━━━━━ Page extract

Re: on behalf of sandro (fwd)

From: Deborah McGuinness (dlm@ksl.stanford.edu)
Date: 10/25/01


a couple of comments at the top for simplicity:

1 - we are getting into the area of explanation along with queries.  We should
distinguish the questions:
- is ian a red car owner  (yes/no)
-why is ian a red car owner (might be answered with an example - ian's car
"mySaab" has color red;
might be answered with Ian has at least one car and all of ian's cars are
required to have color red.  (the system however does not know ian's specific
car though);  and there could be other ways that the system infered this...
-who are the red car owners  (answers with individuals - possibly only named
individuals;  possibly named individuals and some indication if one can deduce
there are others but they are unnamed.  I strongly say we can not just answer
with named individuals without something indicating we can deduce more when we
can.)

2 - it is tempting to provide extra information in initial queries when we
think we can anticipate the users next question.  I did some user studies with
a few years of students using the CLASSIC tutorial [1] on a 6 homework
assignment set in the intelligent systems graduate class at Pitt that covered
introduction to description logics, building applications,  querying systems,
followup questions, and pruning queries.   I found that I was not as good at
predicting the user followup question to an initial question as I expected I
would be and thus I attempted to provide no additional information in the
initial query answer but attempted to provide easy ways to help the user to ask
followup questions.

3.  I strongly support the statement that one very common query is give me all
of the direct superclasses or subclasses of a particular description.  I think
a query language that does not support this will not be meeting the needs of
many "typical" users.

[1]  http://www.bell-labs.com/project/classic/papers/ClassTut/ClassTut.html

d

Ian Horrocks wrote:

> ------- start of forwarded message -------
> From: Ian Horrocks <horrocks@cs.man.ac.uk>
> To: Pat Hayes <phayes@ai.uwf.edu>
> Date: Thu, 25 Oct 2001 15:27:38 -0400
> Subject: Re: on behalf of sandro
> Reply-To: Ian Horrocks <horrocks@cs.man.ac.uk>
>
> On October 24, Pat Hayes writes:
> > >On October 24, Richard Fikes writes:
> > >>  >The knowledge base contains the statements: "Pat's car is blue, and
> > >>  >there is something colored red."  Somewhat more formally:
> > >>  >
> > >>  >   RDF(PatsCar, color, blue).
> > >>  >   exists x (RDF(x, color, red)).
> > >>
> > >>  Sorry to be dense, but how does one state "there is something colored
> > >>  red" in DAML+OIL?

━━━━━━━━━━
━━━━━ Records provided

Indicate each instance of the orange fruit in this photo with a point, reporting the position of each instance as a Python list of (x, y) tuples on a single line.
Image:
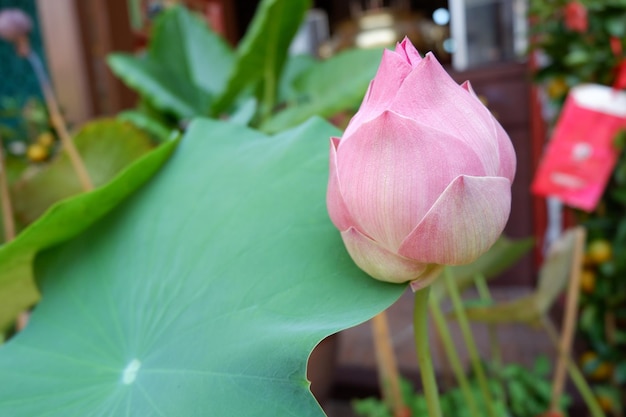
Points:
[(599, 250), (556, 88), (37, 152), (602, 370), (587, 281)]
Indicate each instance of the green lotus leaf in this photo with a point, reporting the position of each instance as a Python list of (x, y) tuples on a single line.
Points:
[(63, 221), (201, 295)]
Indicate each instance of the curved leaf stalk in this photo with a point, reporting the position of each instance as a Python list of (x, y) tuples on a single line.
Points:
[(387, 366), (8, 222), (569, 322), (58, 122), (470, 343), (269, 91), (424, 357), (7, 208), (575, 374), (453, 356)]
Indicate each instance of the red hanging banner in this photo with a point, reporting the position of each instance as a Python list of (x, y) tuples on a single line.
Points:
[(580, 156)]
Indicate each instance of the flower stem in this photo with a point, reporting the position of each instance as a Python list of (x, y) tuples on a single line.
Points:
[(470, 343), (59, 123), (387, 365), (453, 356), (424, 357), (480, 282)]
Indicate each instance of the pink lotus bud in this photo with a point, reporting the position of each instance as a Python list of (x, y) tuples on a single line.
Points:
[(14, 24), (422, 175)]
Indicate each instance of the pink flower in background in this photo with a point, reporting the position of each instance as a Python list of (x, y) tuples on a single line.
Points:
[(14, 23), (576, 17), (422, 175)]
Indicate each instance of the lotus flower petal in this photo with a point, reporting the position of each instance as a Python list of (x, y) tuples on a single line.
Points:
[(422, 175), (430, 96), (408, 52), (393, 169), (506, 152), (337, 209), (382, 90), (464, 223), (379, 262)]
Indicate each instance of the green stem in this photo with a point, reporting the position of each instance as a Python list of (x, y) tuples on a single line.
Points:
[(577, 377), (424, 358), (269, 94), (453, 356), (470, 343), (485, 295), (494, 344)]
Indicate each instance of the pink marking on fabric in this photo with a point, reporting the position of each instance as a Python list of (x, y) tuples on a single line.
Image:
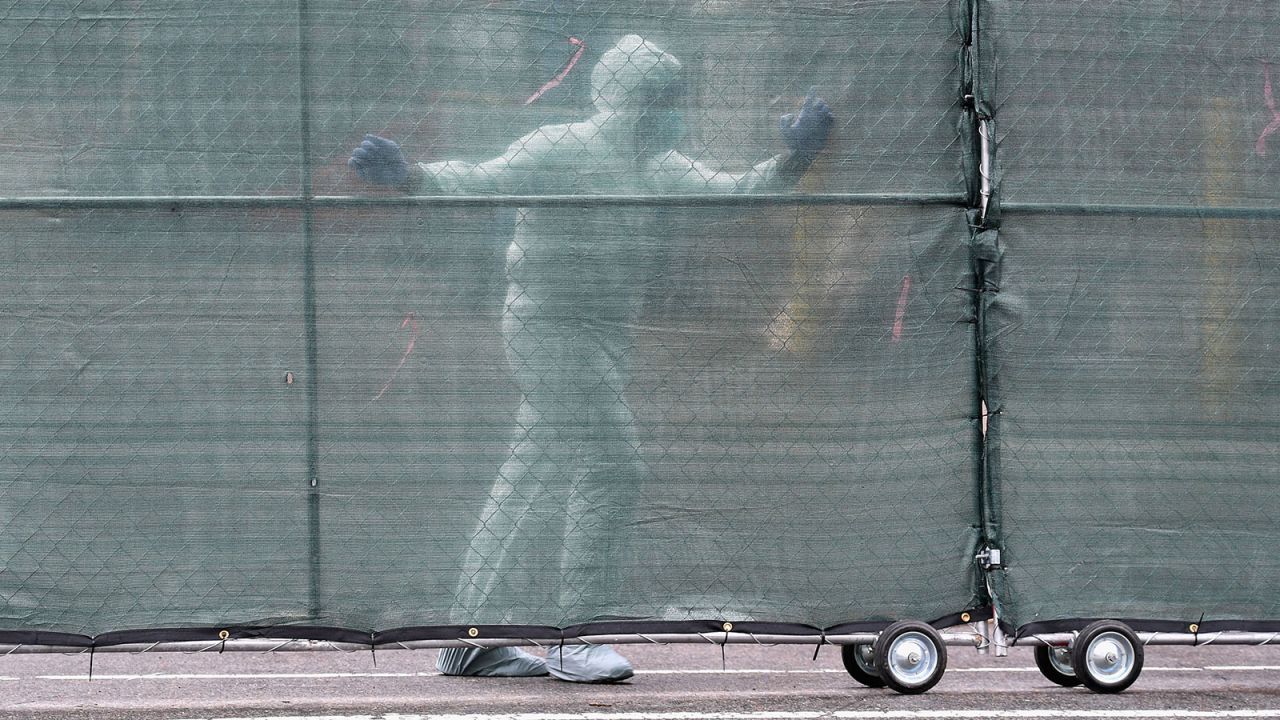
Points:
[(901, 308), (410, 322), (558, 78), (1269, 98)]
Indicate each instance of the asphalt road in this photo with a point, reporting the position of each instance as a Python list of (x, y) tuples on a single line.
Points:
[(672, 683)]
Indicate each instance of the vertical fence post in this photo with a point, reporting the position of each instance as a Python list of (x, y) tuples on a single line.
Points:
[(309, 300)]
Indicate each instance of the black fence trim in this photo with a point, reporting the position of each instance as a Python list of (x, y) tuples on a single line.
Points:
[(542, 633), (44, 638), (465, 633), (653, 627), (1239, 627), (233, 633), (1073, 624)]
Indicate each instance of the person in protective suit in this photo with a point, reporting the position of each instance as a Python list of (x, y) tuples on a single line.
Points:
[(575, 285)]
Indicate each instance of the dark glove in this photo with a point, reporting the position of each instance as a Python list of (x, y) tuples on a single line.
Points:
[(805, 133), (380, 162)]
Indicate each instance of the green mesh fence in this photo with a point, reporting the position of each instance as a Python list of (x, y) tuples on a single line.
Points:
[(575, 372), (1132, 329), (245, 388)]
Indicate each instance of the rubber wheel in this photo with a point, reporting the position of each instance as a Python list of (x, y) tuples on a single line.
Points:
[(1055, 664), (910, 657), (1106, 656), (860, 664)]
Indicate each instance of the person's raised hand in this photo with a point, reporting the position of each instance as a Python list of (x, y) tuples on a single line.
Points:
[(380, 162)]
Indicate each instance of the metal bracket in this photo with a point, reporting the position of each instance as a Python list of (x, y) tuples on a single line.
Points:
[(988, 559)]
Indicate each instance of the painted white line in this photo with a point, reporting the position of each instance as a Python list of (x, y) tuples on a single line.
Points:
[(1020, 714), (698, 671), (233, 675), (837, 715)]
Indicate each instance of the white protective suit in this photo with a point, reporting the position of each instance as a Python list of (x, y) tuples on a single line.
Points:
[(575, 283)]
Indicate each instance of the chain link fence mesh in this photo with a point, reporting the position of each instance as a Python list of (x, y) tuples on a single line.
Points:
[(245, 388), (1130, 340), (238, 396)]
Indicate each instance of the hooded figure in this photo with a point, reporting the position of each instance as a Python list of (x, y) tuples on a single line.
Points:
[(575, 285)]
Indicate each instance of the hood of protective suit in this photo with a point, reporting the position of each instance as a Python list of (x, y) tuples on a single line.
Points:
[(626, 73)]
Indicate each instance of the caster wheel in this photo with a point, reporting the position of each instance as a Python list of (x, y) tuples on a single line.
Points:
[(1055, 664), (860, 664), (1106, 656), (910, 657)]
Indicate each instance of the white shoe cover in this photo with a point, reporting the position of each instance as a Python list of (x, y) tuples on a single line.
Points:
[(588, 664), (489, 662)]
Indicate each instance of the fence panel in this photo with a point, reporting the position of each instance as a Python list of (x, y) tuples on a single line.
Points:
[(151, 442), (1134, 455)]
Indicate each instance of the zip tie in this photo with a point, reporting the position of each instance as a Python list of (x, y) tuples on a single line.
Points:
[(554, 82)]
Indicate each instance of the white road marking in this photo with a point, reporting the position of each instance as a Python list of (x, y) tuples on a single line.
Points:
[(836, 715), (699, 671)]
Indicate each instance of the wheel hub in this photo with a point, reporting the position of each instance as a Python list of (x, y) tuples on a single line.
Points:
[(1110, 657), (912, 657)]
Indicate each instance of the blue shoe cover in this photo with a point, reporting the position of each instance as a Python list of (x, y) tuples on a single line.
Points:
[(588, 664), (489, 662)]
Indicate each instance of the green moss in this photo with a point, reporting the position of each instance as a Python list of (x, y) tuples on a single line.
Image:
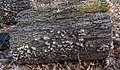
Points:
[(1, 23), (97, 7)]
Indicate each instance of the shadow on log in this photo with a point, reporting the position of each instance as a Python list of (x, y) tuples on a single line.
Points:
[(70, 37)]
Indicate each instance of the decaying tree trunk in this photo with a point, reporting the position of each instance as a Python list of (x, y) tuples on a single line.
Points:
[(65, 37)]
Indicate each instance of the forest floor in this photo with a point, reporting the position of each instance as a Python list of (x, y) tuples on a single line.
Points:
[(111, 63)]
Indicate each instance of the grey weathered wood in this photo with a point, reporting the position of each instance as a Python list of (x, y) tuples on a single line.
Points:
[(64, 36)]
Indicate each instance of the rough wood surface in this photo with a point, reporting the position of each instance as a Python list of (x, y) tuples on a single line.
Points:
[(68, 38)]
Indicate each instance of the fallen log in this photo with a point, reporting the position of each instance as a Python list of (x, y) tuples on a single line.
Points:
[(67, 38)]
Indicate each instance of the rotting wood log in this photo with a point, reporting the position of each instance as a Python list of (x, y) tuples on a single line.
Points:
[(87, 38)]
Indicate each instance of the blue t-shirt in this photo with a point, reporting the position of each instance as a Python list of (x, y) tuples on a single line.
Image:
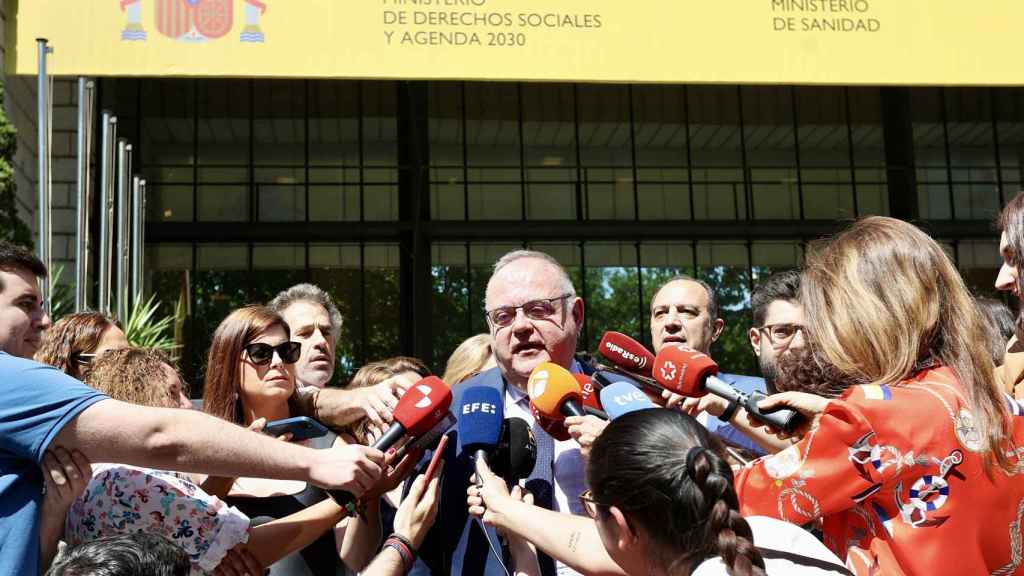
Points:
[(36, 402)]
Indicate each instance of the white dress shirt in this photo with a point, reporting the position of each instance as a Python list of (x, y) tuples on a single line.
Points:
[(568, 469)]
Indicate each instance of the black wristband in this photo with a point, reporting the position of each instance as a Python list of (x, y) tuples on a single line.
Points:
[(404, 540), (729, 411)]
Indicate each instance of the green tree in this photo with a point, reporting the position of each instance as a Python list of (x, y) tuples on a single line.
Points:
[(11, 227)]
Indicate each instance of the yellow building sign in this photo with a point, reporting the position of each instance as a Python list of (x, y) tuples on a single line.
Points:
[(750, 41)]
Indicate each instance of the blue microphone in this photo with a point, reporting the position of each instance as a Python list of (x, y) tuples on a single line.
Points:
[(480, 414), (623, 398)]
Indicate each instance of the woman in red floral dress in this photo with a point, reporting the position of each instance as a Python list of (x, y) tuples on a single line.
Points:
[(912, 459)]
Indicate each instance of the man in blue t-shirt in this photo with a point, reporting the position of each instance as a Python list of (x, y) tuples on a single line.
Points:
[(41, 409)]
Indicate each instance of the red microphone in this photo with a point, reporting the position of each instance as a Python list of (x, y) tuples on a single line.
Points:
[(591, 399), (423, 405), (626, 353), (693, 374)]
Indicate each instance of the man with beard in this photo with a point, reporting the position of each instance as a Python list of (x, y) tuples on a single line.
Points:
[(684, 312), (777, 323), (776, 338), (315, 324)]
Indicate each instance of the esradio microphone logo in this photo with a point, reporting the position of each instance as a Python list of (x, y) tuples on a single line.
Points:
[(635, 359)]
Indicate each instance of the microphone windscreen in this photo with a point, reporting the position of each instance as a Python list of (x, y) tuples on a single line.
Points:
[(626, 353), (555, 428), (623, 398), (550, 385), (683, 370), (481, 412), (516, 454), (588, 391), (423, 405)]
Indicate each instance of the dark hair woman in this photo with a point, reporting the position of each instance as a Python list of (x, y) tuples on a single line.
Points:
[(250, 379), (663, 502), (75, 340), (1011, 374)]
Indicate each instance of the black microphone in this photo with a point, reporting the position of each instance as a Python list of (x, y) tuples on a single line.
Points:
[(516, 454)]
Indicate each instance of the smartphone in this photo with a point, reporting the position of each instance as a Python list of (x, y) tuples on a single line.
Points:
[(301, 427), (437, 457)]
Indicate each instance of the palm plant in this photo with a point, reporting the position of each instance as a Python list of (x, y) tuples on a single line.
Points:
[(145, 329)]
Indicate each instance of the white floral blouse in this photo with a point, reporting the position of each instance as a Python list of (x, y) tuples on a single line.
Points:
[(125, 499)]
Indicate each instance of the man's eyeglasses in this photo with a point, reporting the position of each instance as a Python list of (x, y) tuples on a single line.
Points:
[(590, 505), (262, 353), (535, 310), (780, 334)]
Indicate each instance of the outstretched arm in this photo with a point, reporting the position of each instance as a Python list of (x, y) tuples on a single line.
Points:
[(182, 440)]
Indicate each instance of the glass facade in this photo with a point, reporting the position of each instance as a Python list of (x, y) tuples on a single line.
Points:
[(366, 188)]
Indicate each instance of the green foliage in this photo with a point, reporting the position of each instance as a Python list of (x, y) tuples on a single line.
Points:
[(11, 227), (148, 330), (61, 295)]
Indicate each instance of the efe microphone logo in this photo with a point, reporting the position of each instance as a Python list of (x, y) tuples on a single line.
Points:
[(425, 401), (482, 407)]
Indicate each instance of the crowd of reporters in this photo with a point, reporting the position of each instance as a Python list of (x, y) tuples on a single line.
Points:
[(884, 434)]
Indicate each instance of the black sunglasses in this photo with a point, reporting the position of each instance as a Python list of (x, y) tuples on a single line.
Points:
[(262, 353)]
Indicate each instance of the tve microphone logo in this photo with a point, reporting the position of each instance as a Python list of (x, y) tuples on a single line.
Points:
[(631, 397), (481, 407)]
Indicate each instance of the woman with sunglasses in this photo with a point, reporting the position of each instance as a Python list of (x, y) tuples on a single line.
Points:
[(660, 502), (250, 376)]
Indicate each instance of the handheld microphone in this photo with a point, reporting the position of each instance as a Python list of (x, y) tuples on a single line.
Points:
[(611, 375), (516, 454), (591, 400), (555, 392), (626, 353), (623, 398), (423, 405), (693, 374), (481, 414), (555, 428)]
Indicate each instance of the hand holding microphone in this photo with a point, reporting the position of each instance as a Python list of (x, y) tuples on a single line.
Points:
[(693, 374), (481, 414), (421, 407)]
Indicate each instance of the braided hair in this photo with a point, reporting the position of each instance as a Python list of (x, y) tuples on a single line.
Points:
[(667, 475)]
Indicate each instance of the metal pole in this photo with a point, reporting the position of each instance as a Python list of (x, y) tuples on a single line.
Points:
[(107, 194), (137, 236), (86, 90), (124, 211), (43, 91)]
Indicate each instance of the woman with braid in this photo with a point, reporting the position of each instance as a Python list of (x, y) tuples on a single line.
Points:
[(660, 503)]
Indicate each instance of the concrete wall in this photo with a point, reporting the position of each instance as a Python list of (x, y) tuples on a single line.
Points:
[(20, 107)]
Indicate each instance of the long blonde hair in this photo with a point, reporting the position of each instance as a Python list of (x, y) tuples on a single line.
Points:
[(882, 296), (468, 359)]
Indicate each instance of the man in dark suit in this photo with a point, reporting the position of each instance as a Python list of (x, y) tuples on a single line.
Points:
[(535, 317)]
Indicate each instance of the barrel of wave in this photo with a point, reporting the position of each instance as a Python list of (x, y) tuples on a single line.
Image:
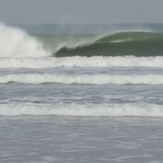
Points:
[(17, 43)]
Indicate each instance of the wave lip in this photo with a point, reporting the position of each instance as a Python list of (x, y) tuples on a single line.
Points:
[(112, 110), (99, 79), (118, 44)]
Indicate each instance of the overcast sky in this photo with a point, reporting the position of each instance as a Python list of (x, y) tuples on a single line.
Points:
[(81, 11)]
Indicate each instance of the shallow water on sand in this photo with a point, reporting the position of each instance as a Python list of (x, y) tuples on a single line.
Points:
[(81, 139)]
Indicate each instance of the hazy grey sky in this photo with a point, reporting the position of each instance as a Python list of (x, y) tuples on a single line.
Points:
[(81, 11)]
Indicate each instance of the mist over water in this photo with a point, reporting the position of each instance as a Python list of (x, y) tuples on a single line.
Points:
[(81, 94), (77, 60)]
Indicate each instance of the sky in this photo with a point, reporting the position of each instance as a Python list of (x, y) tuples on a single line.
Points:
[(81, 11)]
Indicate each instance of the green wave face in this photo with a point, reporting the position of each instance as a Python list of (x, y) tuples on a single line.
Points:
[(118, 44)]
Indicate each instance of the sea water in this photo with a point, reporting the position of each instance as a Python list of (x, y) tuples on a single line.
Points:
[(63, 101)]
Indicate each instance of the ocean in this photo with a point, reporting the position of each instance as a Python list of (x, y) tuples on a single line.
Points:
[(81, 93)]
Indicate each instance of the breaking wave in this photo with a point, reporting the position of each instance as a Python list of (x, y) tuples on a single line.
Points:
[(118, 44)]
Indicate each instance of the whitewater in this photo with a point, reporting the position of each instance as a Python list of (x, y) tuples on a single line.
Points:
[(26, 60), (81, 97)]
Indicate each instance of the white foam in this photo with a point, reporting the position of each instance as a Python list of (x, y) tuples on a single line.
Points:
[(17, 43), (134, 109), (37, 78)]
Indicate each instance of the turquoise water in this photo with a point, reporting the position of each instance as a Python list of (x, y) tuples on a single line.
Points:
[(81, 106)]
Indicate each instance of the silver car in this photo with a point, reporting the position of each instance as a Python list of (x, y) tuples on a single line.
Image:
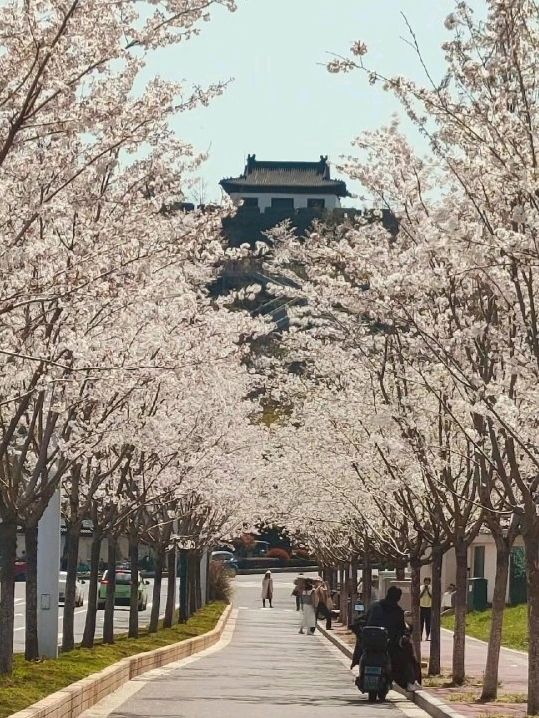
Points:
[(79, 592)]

━━━━━━━━━━

Exercises to complete:
A – In the mailing-list message on query answers, translate this sentence into Spanish: "I think a query language that does not support this will not be meeting the needs of many "typical" users."
B – Print the passage of the mailing-list message on query answers starting with "-why is ian" and going on through "system infered this...".
C – Answer these questions from the mailing-list message on query answers:
(i) What date is shown for Deborah McGuinness's message?
(ii) At which school was the intelligent systems graduate class where the CLASSIC tutorial user studies took place?
(iii) What color is Pat's car in the knowledge base statements?

Solutions below:
A – Creo que un lenguaje de consulta que no admita esto no estará satisfaciendo las necesidades de muchos usuarios "típicos".

B –
-why is ian a red car owner (might be answered with an example - ian's car
"mySaab" has color red;
might be answered with Ian has at least one car and all of ian's cars are
required to have color red.  (the system however does not know ian's specific
car though);  and there could be other ways that the system infered this...

C –
(i) 10/25/01
(ii) Pitt
(iii) Blue